▶ _Orden de trabajo_
Copia sin cambios el fragmento del documento original sobre la taberna que va de "Manuel del Rey" a "en la barra.", incluidos los dos extremos.

▶ _Documento original_
Manuel del Rey Alamillo
Una taberna emblemática descrita por uno de nuestro socios más observador y de disfrute pausado. En algún momento me he visto con mi medio en la mano y una suculenta tapa en la barra.

Entradas de un conjunto de datos
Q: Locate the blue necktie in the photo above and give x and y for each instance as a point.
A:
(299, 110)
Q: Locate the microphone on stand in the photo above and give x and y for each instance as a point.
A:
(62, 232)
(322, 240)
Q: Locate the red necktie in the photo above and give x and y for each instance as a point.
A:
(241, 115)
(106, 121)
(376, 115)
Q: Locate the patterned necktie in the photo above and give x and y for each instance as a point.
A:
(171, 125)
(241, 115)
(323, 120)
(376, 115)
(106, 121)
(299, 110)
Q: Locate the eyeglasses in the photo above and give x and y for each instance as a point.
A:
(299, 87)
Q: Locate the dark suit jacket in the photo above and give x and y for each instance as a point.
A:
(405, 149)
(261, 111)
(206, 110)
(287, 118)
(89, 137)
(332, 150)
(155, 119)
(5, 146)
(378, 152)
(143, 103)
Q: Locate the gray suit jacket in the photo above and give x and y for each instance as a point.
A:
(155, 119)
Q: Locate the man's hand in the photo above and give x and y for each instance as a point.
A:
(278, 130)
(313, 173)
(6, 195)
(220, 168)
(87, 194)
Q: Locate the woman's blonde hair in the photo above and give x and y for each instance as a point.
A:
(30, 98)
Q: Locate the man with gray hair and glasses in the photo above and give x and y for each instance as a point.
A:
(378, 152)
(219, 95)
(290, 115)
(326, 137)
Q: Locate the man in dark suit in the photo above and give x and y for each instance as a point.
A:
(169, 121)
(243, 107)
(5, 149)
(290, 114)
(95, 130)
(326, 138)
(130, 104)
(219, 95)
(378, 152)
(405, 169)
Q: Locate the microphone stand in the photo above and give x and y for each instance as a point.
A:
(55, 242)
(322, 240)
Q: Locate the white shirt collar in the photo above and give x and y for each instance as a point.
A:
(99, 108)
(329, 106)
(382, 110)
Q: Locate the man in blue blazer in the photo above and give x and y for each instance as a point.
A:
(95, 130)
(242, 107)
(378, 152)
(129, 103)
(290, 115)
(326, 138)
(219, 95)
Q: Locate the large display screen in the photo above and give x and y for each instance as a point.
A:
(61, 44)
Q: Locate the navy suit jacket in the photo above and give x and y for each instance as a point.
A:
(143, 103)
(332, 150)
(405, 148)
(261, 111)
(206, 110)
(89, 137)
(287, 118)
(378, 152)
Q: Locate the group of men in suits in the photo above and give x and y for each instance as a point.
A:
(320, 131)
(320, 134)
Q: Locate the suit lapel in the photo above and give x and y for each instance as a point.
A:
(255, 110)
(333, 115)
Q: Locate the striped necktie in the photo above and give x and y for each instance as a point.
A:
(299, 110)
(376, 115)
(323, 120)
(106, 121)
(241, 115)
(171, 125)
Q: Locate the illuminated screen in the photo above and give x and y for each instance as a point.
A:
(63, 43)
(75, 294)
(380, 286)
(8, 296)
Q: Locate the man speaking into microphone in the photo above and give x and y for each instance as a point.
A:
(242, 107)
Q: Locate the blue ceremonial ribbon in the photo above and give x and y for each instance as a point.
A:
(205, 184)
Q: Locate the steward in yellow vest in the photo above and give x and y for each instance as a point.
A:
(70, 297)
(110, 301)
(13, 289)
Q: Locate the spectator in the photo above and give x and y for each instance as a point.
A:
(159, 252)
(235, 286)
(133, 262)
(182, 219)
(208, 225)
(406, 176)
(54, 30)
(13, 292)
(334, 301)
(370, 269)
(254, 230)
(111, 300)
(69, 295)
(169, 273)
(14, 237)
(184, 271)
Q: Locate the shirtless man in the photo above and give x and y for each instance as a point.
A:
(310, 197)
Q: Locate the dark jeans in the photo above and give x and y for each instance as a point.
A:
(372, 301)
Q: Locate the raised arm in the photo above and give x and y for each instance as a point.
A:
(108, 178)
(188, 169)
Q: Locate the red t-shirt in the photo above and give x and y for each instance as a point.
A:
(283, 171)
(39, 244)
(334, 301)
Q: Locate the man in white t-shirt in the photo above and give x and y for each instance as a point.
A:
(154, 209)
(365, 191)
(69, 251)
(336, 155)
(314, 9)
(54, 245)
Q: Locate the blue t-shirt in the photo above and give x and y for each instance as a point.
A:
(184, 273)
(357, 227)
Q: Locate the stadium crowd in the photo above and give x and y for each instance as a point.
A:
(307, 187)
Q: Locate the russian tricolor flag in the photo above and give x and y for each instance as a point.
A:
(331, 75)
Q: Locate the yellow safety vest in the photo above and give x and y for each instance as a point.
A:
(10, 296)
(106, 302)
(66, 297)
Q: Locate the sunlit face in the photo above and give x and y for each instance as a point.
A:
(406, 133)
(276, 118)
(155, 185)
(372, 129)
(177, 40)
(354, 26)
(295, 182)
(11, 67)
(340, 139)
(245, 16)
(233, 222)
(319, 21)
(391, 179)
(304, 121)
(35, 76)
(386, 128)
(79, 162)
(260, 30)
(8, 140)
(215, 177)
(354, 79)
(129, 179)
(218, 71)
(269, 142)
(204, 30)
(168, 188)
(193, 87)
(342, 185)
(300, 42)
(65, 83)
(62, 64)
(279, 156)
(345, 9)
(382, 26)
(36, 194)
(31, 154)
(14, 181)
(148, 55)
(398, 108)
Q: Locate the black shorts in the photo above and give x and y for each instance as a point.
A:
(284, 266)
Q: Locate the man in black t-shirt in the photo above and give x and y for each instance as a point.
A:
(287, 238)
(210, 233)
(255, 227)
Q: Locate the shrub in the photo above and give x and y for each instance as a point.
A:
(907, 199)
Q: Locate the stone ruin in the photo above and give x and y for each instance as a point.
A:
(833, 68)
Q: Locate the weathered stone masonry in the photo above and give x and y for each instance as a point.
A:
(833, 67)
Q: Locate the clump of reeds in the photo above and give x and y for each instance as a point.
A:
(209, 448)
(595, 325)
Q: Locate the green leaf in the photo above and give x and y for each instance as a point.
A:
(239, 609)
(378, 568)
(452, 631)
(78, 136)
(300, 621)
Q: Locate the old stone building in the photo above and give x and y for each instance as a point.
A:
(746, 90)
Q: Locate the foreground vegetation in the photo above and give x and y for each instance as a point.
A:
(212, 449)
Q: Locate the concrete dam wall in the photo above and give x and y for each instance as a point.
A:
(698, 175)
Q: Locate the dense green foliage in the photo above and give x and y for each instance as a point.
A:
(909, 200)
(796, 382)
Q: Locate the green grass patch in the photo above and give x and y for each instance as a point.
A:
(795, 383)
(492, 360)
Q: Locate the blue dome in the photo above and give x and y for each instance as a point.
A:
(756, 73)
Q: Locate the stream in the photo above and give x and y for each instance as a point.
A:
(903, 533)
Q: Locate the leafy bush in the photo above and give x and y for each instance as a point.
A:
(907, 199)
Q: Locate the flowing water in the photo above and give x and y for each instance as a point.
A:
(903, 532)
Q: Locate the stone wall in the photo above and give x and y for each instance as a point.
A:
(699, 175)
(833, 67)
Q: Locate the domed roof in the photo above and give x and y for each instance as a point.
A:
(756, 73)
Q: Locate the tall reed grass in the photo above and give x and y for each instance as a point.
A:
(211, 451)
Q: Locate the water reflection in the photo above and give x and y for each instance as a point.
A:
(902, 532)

▶ _Tarea resuelta_
Manuel del Rey Alamillo
Una taberna emblemática descrita por uno de nuestro socios más observador y de disfrute pausado. En algún momento me he visto con mi medio en la mano y una suculenta tapa en la barra.